Rewrite the data from its start through the line containing "top-left (482, 249), bottom-right (640, 382)", requests included, and scale each coordinate in the answers by 1.05, rounding to whole numbers with halves rounded up. Leave the numbers in the requests and their format samples unchanged.

■ Entries on locating named things
■ ■ ■
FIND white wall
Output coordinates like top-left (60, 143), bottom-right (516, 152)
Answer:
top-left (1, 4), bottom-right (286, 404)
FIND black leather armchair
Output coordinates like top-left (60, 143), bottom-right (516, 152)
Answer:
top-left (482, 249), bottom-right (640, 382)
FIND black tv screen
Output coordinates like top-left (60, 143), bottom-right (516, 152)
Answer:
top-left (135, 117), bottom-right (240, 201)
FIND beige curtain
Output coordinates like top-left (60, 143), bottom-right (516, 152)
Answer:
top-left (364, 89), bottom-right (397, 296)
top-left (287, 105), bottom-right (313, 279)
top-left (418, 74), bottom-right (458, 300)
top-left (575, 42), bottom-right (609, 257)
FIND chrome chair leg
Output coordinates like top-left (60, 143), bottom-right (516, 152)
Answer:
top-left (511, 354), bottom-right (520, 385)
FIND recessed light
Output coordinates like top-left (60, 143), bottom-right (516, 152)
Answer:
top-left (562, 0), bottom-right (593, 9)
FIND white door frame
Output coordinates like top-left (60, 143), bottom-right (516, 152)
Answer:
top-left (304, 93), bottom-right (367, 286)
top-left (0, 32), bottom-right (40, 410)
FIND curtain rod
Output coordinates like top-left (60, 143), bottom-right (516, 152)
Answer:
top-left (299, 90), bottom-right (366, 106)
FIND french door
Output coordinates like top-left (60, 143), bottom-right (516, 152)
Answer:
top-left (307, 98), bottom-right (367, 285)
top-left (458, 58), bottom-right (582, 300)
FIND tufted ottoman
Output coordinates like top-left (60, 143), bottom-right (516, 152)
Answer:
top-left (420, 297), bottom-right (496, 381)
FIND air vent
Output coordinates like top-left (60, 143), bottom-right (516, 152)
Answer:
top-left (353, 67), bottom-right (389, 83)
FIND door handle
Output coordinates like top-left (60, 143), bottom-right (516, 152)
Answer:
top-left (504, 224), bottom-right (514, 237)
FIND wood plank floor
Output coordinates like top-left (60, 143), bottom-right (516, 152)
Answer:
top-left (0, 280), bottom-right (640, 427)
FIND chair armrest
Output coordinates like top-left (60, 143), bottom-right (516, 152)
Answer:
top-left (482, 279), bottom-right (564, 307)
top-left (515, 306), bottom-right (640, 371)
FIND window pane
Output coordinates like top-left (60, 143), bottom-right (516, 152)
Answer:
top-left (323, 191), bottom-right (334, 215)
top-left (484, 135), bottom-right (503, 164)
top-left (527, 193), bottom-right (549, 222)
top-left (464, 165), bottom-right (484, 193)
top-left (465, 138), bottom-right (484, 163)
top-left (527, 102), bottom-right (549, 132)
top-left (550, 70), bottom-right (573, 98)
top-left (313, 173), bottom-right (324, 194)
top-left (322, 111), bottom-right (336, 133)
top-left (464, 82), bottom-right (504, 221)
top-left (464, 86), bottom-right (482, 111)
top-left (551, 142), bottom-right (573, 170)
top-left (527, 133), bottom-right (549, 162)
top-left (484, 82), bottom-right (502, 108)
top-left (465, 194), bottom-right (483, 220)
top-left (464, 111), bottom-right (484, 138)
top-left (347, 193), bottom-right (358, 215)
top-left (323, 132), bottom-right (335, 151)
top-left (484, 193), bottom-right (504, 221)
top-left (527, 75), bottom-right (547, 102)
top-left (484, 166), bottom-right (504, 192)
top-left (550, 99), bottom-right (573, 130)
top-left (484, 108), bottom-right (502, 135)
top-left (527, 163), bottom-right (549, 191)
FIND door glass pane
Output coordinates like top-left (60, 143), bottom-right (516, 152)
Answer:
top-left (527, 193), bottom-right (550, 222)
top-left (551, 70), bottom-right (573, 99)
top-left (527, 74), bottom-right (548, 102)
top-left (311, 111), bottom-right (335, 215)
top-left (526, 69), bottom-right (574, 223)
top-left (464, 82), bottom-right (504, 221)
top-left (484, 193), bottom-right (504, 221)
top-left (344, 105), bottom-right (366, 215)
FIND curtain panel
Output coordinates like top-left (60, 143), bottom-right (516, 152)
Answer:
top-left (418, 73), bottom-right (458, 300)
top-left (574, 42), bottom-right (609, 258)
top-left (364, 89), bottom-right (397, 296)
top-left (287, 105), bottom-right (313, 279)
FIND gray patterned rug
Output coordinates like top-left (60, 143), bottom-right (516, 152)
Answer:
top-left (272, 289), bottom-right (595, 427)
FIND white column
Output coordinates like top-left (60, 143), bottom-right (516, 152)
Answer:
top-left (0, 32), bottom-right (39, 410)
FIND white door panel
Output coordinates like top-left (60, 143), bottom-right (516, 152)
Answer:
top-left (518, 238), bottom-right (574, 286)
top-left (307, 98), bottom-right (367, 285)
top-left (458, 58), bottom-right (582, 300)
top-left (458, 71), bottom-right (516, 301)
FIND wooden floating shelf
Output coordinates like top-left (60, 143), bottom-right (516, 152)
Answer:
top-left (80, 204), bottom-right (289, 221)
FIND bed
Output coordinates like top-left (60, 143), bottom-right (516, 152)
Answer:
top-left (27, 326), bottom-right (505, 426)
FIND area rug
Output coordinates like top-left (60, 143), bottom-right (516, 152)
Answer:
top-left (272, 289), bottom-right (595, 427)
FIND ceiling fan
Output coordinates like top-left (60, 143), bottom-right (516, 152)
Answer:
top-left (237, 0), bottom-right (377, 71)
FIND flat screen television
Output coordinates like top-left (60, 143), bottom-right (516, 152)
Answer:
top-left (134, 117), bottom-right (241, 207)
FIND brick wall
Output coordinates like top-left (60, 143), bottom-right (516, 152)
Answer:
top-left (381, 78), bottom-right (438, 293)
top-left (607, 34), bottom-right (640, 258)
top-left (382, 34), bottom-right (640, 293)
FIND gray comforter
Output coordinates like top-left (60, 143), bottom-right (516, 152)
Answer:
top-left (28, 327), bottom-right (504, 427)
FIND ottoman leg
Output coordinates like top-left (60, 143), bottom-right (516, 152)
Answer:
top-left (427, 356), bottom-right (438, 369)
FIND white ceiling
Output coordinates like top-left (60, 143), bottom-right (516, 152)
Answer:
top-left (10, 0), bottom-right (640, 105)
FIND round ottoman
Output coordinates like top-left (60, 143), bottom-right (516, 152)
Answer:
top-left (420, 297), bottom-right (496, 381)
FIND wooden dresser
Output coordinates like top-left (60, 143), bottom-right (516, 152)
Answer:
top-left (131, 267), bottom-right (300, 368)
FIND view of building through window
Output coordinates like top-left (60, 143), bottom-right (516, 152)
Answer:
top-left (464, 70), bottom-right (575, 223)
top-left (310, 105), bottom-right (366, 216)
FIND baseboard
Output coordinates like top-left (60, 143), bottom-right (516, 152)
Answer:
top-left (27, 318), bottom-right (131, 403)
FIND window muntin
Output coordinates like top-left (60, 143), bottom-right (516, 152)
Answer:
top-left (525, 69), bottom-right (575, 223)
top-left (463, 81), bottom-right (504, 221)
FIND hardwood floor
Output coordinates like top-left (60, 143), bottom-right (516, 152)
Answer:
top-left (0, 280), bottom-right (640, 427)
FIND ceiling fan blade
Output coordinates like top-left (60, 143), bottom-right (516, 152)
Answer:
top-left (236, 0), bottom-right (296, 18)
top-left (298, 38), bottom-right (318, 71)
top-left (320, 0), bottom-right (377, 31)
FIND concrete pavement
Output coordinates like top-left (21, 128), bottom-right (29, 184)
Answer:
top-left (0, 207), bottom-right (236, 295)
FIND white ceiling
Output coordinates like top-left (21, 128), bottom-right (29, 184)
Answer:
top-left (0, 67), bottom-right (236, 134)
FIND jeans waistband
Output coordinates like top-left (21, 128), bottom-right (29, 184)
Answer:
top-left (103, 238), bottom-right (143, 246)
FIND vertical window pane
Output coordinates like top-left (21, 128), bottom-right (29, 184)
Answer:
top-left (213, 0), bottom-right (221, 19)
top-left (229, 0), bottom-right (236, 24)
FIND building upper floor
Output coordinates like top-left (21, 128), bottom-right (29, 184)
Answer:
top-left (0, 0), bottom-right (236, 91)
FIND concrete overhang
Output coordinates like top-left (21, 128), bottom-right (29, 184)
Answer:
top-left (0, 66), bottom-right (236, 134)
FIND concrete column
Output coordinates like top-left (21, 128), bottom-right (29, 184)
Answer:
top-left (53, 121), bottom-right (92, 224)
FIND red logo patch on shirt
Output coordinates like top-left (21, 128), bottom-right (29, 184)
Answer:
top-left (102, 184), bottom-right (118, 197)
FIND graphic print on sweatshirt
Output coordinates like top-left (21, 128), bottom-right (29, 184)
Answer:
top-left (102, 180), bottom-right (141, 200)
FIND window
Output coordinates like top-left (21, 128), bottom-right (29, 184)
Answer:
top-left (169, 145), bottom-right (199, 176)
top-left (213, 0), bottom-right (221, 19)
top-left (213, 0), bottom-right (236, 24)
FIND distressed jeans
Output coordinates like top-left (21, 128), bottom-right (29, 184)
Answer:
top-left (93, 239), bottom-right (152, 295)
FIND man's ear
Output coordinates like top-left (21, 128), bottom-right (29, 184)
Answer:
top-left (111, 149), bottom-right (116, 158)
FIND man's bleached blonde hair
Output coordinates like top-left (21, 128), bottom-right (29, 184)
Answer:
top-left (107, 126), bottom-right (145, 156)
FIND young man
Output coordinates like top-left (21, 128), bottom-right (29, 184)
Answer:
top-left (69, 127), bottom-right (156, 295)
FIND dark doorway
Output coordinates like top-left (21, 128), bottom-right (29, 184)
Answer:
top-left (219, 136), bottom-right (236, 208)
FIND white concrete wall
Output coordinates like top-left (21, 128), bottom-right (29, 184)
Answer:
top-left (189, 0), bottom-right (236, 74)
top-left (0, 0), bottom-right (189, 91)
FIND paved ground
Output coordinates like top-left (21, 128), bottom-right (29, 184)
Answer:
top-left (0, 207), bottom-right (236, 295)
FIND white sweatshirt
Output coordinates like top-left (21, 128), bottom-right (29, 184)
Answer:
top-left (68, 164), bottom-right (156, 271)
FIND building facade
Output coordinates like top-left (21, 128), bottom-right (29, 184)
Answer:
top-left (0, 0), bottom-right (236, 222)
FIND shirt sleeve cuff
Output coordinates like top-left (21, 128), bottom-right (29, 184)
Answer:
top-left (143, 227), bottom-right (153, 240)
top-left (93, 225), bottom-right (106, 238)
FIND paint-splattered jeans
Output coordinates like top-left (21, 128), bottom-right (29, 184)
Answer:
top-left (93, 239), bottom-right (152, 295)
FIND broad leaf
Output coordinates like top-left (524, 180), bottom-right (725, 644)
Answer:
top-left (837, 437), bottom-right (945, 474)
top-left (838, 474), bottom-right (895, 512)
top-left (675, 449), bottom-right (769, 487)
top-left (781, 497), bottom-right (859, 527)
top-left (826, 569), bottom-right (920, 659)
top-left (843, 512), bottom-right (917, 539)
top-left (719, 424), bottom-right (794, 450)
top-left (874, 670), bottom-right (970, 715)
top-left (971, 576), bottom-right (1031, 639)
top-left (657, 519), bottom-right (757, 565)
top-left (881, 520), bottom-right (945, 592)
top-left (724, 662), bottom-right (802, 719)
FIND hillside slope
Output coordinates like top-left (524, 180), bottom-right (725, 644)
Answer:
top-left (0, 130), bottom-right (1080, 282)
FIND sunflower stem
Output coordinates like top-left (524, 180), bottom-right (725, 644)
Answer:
■ ■ ■
■ Result below
FIND white wall
Output coordinates like top-left (60, 143), bottom-right (516, 152)
Answer:
top-left (1, 4), bottom-right (300, 424)
FIND black leather armchair
Output coordinates like top-left (60, 143), bottom-right (516, 152)
Answer:
top-left (506, 261), bottom-right (672, 401)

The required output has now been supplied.